Your instructions :: Retype the items below word for word, preserving every line in its original order.

— start Given entries —

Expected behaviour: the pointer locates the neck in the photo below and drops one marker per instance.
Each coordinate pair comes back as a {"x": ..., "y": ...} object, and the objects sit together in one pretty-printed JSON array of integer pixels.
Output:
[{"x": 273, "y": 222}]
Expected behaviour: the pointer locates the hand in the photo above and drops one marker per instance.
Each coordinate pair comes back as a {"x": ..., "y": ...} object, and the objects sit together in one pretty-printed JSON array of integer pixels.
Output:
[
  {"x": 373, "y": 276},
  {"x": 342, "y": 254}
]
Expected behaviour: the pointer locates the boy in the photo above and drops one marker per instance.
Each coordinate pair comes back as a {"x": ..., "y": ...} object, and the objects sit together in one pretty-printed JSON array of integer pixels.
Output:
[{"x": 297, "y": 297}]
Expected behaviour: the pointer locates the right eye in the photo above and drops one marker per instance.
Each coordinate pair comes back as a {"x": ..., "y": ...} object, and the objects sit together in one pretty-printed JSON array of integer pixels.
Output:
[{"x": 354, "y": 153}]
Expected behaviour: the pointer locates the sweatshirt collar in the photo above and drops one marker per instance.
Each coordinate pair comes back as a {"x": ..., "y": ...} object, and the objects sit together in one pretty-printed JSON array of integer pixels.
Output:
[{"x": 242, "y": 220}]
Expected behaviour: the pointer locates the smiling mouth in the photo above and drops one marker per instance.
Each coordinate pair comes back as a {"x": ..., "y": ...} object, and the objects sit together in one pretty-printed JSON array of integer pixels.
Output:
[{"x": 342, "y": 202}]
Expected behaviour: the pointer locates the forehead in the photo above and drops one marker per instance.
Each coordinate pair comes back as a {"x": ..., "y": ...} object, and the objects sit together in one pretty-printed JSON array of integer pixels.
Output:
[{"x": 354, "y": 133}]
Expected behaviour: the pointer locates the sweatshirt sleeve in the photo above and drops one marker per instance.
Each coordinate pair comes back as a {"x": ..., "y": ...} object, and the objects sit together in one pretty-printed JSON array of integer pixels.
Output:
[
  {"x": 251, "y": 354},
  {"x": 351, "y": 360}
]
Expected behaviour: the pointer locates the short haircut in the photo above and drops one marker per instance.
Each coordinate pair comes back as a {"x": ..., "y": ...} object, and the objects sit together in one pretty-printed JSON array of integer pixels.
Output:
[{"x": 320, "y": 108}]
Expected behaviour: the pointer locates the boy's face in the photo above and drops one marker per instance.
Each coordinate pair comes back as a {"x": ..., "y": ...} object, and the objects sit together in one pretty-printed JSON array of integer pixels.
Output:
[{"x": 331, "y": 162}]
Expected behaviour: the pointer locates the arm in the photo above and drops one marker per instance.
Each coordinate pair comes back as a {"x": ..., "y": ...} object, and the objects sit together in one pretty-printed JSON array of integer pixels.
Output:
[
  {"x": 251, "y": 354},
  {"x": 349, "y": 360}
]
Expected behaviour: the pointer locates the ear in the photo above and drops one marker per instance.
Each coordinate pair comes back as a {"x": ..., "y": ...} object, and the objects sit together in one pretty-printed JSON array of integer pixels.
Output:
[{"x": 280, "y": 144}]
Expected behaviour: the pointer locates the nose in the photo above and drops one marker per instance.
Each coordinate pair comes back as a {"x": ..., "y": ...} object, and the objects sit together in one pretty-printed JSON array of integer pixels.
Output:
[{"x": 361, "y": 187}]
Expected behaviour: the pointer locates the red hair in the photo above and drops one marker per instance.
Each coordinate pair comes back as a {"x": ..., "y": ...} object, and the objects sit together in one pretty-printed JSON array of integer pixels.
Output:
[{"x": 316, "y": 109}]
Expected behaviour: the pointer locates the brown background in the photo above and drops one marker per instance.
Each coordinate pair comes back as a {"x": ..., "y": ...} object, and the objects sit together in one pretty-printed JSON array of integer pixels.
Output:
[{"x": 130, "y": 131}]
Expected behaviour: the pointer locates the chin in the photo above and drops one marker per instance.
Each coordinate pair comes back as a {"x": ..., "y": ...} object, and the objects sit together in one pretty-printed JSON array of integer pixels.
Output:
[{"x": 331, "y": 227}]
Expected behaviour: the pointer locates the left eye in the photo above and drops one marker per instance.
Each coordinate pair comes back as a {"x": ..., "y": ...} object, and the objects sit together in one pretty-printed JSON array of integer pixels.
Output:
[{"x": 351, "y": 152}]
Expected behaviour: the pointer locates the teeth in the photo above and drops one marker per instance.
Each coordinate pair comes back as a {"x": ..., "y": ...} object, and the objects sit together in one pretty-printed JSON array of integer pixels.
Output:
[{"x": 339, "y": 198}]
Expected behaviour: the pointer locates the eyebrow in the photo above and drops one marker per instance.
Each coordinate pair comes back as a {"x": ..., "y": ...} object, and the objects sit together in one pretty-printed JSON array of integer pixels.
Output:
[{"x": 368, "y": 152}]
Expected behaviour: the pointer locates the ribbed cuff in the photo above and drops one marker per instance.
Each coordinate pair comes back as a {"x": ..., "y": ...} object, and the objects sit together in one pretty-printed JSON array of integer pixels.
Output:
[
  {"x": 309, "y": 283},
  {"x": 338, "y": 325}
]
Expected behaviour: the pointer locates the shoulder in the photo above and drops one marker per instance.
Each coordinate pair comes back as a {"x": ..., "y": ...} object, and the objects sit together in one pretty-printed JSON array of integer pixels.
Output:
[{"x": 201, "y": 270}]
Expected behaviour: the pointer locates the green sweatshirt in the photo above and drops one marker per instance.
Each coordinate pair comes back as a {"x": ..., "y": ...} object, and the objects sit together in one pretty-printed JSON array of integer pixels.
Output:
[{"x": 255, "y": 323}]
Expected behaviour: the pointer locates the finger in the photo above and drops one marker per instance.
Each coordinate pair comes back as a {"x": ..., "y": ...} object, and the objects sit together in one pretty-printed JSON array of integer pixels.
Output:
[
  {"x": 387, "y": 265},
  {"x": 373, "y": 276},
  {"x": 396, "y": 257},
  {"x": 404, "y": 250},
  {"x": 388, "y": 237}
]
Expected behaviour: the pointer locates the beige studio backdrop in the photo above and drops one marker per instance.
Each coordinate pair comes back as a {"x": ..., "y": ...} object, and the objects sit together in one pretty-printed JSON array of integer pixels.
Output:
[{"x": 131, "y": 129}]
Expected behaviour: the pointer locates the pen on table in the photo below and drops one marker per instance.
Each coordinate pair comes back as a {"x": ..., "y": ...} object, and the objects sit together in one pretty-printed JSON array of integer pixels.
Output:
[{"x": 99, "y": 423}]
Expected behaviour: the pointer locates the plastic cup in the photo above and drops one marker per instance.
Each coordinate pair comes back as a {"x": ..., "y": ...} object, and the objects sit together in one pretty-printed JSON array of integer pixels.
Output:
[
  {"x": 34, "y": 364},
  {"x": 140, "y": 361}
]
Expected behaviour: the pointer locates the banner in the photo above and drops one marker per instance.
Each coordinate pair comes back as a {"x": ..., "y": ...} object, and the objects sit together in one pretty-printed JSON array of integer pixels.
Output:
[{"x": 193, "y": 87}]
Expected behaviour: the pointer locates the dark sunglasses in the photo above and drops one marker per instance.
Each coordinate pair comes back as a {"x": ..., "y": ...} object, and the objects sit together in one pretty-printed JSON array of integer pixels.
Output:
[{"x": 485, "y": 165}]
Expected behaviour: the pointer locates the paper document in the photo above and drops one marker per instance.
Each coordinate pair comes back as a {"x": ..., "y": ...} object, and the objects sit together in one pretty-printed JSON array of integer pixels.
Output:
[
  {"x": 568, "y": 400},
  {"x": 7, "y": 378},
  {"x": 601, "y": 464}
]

— end Given entries —

Response to this task ::
Expected behaviour: the pointer locates the neck in the photo below and drops one marker per instance.
Each coordinate pair comes back as a {"x": ..., "y": ...} object, and the objects sit together in one pretty-printed JSON array of integer pixels.
Output:
[{"x": 273, "y": 222}]
Expected behaviour: the pointer locates the hand in the photo above and drops one marker per instance.
Each coordinate pair comes back as a {"x": ..., "y": ...} object, and the objects sit together in one pretty-printed JSON array of integer pixels.
Output:
[
  {"x": 373, "y": 276},
  {"x": 342, "y": 254}
]
Expected behaviour: the pointer locates the boy in the photo above and drops one marker per instance.
Each coordinate pair comes back as a {"x": ..., "y": ...} object, and the objects sit together in one pretty-printed JSON array of integer pixels.
Output:
[{"x": 297, "y": 297}]
Expected behaviour: the pointer locates the right eye in the photo above and drops one marker per instance.
Each coordinate pair comes back as a {"x": ..., "y": ...} object, and the objects sit together in one pretty-printed JSON array of integer pixels.
Output:
[{"x": 354, "y": 153}]
Expected behaviour: the pointer locates the sweatshirt collar in the photo above and drops one marker per instance.
Each coordinate pair comes back as a {"x": ..., "y": ...} object, and the objects sit together in one pretty-printed JSON array of integer pixels.
Output:
[{"x": 242, "y": 220}]
Expected behaviour: the pointer locates the smiling mouth in the photo above and drops one marker per instance.
Each coordinate pair comes back as a {"x": ..., "y": ...} object, and the objects sit together in one pretty-printed JSON array of integer pixels.
Output:
[{"x": 342, "y": 202}]
Expected behaviour: the pointer locates the forehead in the photo above and drops one marker per instance.
Each coordinate pair comes back as a {"x": ..., "y": ...} object, and the objects sit together in one pretty-printed JSON array of integer pixels.
Output:
[{"x": 354, "y": 133}]
Expected behaviour: the pointer locates the sweatshirt sleeve in the photo above and drops one marker per instance.
Each coordinate pair comes back as a {"x": ..., "y": ...} object, and the objects sit together in one pretty-printed JSON array of integer pixels.
Output:
[
  {"x": 251, "y": 354},
  {"x": 351, "y": 360}
]
Expected behaviour: the pointer locates the short haircut in the photo above and drops one marker per instance.
Each coordinate pair comes back as a {"x": ..., "y": ...} object, and the objects sit together in one pretty-printed JSON array of integer pixels.
Output:
[{"x": 320, "y": 108}]
Expected behaviour: the pointer locates the boy's face in the photo above and drops one marker per instance.
Each coordinate pair comes back as a {"x": ..., "y": ...} object, and the objects sit together in one pretty-printed JSON array of integer pixels.
Output:
[{"x": 331, "y": 162}]
Expected behaviour: the pointer locates the arm in the photo above and drops one marker per instance.
Each coordinate pair comes back as a {"x": ..., "y": ...} object, and the objects sit together in one pretty-printed JSON array of integer pixels.
Output:
[
  {"x": 251, "y": 354},
  {"x": 349, "y": 360}
]
Expected behaviour: the pointer locates the ear in the photo above and drops one marker per instance.
Each coordinate pair comes back as a {"x": ..., "y": ...} object, and the objects sit together in one pretty-printed JSON array of integer pixels.
Output:
[{"x": 280, "y": 144}]
Expected behaviour: the pointer locates the nose in the photo above and drops one marker per instance.
Each coordinate pair comes back as a {"x": ..., "y": ...} object, and the objects sit together in one pretty-printed JSON array of integer pixels.
Output:
[{"x": 361, "y": 187}]
Expected behaviour: the pointer locates the red hair in the photo above and drops one marker per instance.
Each coordinate pair comes back as a {"x": ..., "y": ...} object, and the objects sit together in one pretty-printed JSON array of integer pixels.
Output:
[{"x": 316, "y": 109}]
Expected behaviour: the pointer locates the brown background in the photo above and drops one marker per instance.
Each coordinate pair comes back as a {"x": ..., "y": ...} object, and the objects sit together in one pretty-printed JSON array of integer pixels.
Output:
[{"x": 130, "y": 131}]
Expected behaviour: the pointer locates the chin in the photo above and drops one marker per instance.
Each coordinate pair comes back as a {"x": ..., "y": ...} object, and the objects sit together in one pretty-printed JSON array of integer pixels.
Output:
[{"x": 331, "y": 227}]
Expected behaviour: the pointer locates the left eye in the photo above and drops one marker per instance.
Each coordinate pair comes back as a {"x": ..., "y": ...} object, and the objects sit together in one pretty-printed JSON array of integer pixels.
Output:
[{"x": 351, "y": 152}]
Expected behaviour: the pointer locates the teeth in the photo above and drops one marker per instance.
Each coordinate pair comes back as a {"x": ..., "y": ...} object, and the objects sit together in one pretty-printed JSON array of integer pixels.
Output:
[{"x": 339, "y": 198}]
Expected behaviour: the pointer locates the eyebrow in the photo above and drops one marker per instance.
Each coordinate pair comes back as a {"x": ..., "y": ...} object, and the objects sit together in one pretty-printed JSON array of integer pixels.
Output:
[{"x": 368, "y": 152}]
Expected behaviour: the pointer locates the ribbed cuff in the photo above and drops one marker per instance.
Each coordinate pair comes back as a {"x": ..., "y": ...} object, and the objects sit together in one pretty-printed JSON array of integer pixels.
Output:
[
  {"x": 309, "y": 283},
  {"x": 338, "y": 325}
]
Expected behaviour: the pointer locates the shoulder in the photo above and drops one marker per instance.
Each coordinate pair comes back as a {"x": ..., "y": ...} object, and the objects sit together in one pretty-printed JSON array of integer pixels.
Output:
[{"x": 201, "y": 270}]
Expected behaviour: the pointer locates the green sweatshirt in the photo above and drops one marker per instance.
Each coordinate pair comes back as a {"x": ..., "y": ...} object, and the objects sit together in one pretty-printed JSON array of integer pixels.
Output:
[{"x": 255, "y": 323}]
Expected behaviour: the pointer locates the finger in the photo above and drops one marker per instance.
Each coordinate pair comes back as a {"x": ..., "y": ...} object, and the objects sit together in one pretty-printed JSON array of integer pixels.
Output:
[
  {"x": 387, "y": 265},
  {"x": 373, "y": 276},
  {"x": 396, "y": 257},
  {"x": 404, "y": 250},
  {"x": 388, "y": 237}
]
Expected behaviour: the pointer locates the beige studio backdrop in the photo above and drops one marker per instance.
Each coordinate pair comes back as a {"x": ..., "y": ...} object, and the objects sit together in one pretty-printed JSON array of integer pixels.
Output:
[{"x": 131, "y": 129}]
Expected behaviour: the pointer locates the pen on table in the photo below and drops one marker per instance.
Each coordinate pair comes back as a {"x": ..., "y": ...} object, and the objects sit together in one pretty-printed JSON array of integer pixels.
Output:
[{"x": 99, "y": 423}]
Expected behaviour: the pointer locates the plastic cup in the photo above and drops one marker per instance.
Each coordinate pair comes back as a {"x": ..., "y": ...} object, and the objects sit together in one pretty-printed JSON array of integer pixels.
Output:
[
  {"x": 34, "y": 364},
  {"x": 140, "y": 361}
]
Expected behaviour: the pointer locates the banner in the photo above and drops one marker per instance.
Each coordinate pair comes back as a {"x": ..., "y": ...} object, and the objects sit together in one pretty-printed JSON array of integer pixels.
Output:
[{"x": 193, "y": 87}]
Expected behaviour: the pointer locates the dark sunglasses in the photo above and drops one marker per instance.
Each coordinate pair comes back as a {"x": ..., "y": ...} object, and the objects sit together in one pretty-printed JSON array of integer pixels.
Output:
[{"x": 485, "y": 165}]
Expected behaviour: the pointer locates the paper document in the photo above and drops one marker per instance.
Each coordinate pair comes back as a {"x": ..., "y": ...} object, and the objects sit together in one pretty-printed JSON array of integer pixels.
Output:
[
  {"x": 568, "y": 400},
  {"x": 7, "y": 378},
  {"x": 601, "y": 464}
]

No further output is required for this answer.